_Entries supplied_
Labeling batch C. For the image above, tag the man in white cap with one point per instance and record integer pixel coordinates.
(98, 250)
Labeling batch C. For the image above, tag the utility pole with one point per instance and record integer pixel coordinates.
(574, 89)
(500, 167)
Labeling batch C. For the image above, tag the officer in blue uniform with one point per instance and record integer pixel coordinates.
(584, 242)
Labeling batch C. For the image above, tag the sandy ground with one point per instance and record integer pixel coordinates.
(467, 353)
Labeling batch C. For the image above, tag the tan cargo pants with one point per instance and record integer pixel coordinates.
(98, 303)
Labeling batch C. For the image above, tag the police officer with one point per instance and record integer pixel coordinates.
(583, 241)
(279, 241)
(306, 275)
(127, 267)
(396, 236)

_Required work_
Repeat back the data above, exact to the last character.

_Answer to this problem_
Labeling batch C. For the image above, tag the man in white cap with one point per instance and record integer pixel coordinates.
(98, 250)
Labeling batch C. For the image above, tag the utility pole with one point per instance and record integer pixel coordinates.
(574, 89)
(500, 167)
Labeling batch C. For the image above, tag the officer in blue uniform with one point per instance and record integer pixel coordinates.
(584, 242)
Labeling batch C. For the image above, tag the sandy ground with one point per instance and record integer pixel coordinates.
(467, 353)
Labeling batch C. For the image above, tag the tan cargo pants with one point per instance and record integer pixel coordinates.
(98, 303)
Labeling batch C. For the image above, tag the police officer with one point per instance and record integer pixel coordinates.
(583, 241)
(279, 241)
(306, 275)
(127, 267)
(396, 236)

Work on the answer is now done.